Given passage:

Simulating animal vocalizations

This post shows how to simulate animal vocalizations using the new warbleR function sim_songs. The function allows users to create song with several sub-units and harmonics, which are return as a wave object in the R environment. This can have several applications, from simulating song evolution to testing the efficacy of methods to measure acoustic structure for different signal types.

The function uses a brownian motion model of stochastic diffusion to simulate the changes in frequency (e.g. modulation) across continuous traces of sound (song sub-units or elements). Several parameters of the songs can be customized, which allow users to simulate an wide range of signal structures. Nonetheless, more parameters and diffusion models will be added in future versions.

First install and/or load warbleR developmental version (if there is an older warbleR version installed it has to be removed first):

# remove warbleR
remove.packages("warbleR")

# install devtools if not installed
if (!"devtools" %in% installed.packages()[,"Package"])  
  install.packages("devtools")

# and install warbleR from github
devtools::install_github("maRce10/warbleR")
library("warbleR")

The basic song “parameters” that can be customized using the sim_songs function are:

  1. The number of sub-units
  2. The number of harmonics
  3. the carrier frequencies
  4. The degree of frequency modulation
  5. The duration of sub-units and silences in between

The following code simulates a “song” with 5 sub-units, with a starting frequency of 5 kHz and a single harmonic (fundamental):

# simulate song
sm_sng <- sim_songs(n = 5, harms = 1, freqs = 5, seed = 8)

#plot spectro
spectro(sm_sng, grid = FALSE, flim = c(0, 12), wl = 300, 
                    collevels = seq(-27, 0 , 1), 
        palette = reverse.topo.colors, scale = FALSE)

plot sim song 1

* A seed is used so the same song will be generated every time. If seed = NULL (as by default) then a different song will produced each time

Longer “repertoires” can be produced by simply increasing n:

# 10 elements
sm_sng <- sim_songs(n = 10, harms = 1, freqs = 5, seed = 16, 
                    sig2 = 0.7, steps = 8)

Picture shape labeling items:
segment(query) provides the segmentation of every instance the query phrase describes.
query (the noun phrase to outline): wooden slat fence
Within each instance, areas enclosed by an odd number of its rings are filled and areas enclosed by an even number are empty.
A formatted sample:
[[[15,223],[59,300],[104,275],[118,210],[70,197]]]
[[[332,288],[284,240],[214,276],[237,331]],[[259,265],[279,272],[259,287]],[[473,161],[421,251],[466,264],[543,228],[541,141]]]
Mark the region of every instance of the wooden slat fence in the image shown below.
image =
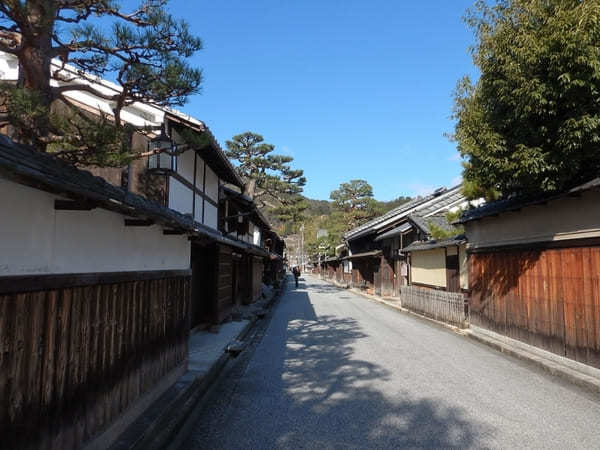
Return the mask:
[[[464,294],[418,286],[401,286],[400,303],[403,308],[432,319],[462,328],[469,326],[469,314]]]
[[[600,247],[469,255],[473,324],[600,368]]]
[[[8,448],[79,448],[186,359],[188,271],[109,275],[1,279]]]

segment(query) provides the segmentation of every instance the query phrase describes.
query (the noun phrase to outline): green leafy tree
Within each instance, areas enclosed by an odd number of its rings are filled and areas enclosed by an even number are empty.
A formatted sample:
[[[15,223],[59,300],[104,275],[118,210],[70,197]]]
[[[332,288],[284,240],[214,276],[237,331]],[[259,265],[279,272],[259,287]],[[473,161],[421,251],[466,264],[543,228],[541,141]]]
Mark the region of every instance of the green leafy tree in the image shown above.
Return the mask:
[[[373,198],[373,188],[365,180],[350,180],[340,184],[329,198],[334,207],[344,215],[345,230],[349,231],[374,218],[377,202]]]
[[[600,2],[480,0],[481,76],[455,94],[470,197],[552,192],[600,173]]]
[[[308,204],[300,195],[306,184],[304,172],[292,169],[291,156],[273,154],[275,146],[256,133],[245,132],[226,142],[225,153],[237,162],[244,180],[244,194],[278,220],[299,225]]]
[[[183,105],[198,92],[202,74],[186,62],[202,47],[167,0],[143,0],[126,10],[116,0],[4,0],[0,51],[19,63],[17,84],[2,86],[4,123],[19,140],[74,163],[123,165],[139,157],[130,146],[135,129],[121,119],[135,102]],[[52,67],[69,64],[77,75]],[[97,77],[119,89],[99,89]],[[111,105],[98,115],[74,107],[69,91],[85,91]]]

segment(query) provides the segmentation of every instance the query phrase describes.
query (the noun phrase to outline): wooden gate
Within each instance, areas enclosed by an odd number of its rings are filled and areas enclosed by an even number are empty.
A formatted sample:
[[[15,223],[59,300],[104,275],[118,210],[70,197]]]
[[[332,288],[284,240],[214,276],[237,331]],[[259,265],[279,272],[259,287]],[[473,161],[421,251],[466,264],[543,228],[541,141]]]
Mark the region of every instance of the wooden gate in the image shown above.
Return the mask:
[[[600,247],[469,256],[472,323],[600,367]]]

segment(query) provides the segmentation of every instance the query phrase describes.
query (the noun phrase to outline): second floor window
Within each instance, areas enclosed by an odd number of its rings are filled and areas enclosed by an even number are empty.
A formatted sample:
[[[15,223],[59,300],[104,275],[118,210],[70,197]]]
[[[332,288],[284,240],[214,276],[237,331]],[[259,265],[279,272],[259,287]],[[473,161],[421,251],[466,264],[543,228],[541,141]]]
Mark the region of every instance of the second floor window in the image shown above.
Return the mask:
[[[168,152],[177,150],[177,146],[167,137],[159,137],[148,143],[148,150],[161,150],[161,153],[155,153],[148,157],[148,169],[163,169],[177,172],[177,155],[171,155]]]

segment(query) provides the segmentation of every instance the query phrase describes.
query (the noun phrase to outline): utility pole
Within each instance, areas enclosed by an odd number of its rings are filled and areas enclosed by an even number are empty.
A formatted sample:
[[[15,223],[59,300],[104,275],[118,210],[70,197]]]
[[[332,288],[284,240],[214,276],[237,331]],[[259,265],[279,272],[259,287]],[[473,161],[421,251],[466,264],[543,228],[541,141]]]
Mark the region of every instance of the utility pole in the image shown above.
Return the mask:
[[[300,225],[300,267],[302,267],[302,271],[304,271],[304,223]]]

Stated problem 1: Update the listing from its first line up to and including the line with "[[[8,448],[79,448],[186,359],[188,271],[109,275],[1,279]]]", replacing "wooden slat fence" with "timber slat fence" and keeping everything else the same. Omit the pictures from your answer.
Stated problem 2: Continue the post on simulating animal vocalizations from the point where it stops.

Exercise result 1:
segment(query) provides the segmentation of every instance the query phrase describes.
query (the noun phrase to outline): timber slat fence
Within each instance, areas enclosed by an odd number of its rings are filled and areas enclosed by an even number are empty.
A formatted sample:
[[[15,223],[59,300],[104,275],[118,210],[70,197]]]
[[[332,288],[284,240],[214,276],[237,331]],[[259,265],[279,272],[259,287]],[[473,161],[421,251],[466,264],[543,228],[541,141]]]
Mark the region of every instance of the timber slat fence in the image shown below.
image =
Return the mask:
[[[464,294],[418,286],[401,286],[400,303],[403,308],[432,319],[462,328],[469,326],[469,314]]]
[[[600,247],[469,255],[473,324],[600,368]]]
[[[8,448],[79,448],[186,359],[188,271],[109,275],[1,279]]]

Exercise result 2:
#plot spectro
spectro(sm_sng, grid = FALSE, flim = c(0, 12), wl = 300, 
        collevels = seq(-27, 0 , 1), 
        palette = reverse.heat.colors, scale = FALSE)

plot sim song 2

# 15 elements
sm_sng <- sim_songs(n = 15, harms = 1, freqs = 5, seed = 37, steps = 10)

#plot spectro
spectro(sm_sng, grid = FALSE, flim = c(1, 12), wl = 300, 
        collevels = seq(-27, 0 , 1), 
        palette = reverse.terrain.colors, scale = FALSE)

plot sim song 3

The amount of modulation can be controlled with the argument sig2 (just as in the brownian model of evolution). Low values will produce little variation in the frequency slope:

# low sigma
sm_sng <- sim_songs(n = 5, harms = 1, freqs = 5, seed = 8, sig2 = 0.1)

#plot spectro
spectro(sm_sng, grid = FALSE, flim = c(1, 12), wl = 300, 
        collevels = seq(-25, 0 , 1), 
        palette = reverse.topo.colors, scale = FALSE)

plot sim song 4

While higher sig2 values will generate “faster” frequency changes:

# high sigma
sm_sng <- sim_songs(n = 5, harms = 1, freqs = 5, seed = 8, sig2 = 0.9)

#plot spectro
spectro(sm_sng, grid = FALSE, flim = c(1, 12), 
        collevels = seq(-27, 0 , 1), 
        palette = reverse.terrain.colors, scale = FALSE)

plot sim song 5

Harmonics can also be added to the songs by modifying the harms argument:

# high sigma
sm_sng <- sim_songs(n = 5, harms = 3, freqs = 5, seed = 8, sig2 = 0.9)

#plot spectro
spectro(sm_sng, grid = FALSE, flim = c(1, 12), 
        collevels = seq(-27, 0 , 1), 
        palette = reverse.terrain.colors, scale = FALSE)

plot sim song 6

The steps argument allows to define the length of the time series generated by the underlying brownian motion function. This time series is simply the frequency values at each time window (after some spline smoothing) of the song elements. Lower steps values will produce less modulated songs (other things equal):

# high sigma
sm_sng <- sim_songs(n = 5, harms = 3, freqs = 5, seed = 8, 
                    sig2 = 0.9, steps = 4)

#plot spectro
spectro(sm_sng, grid = FALSE, flim = c(1, 12), 
        collevels = seq(-27, 0 , 1), 
        palette = reverse.terrain.colors, scale = FALSE)

plot sim song 7

Higher steps values will increase modulation:

# high sigma
sm_sng <- sim_songs(n = 5, harms = 3, freqs = 5, seed = 8, 
                    sig2 = 0.9, steps = 70)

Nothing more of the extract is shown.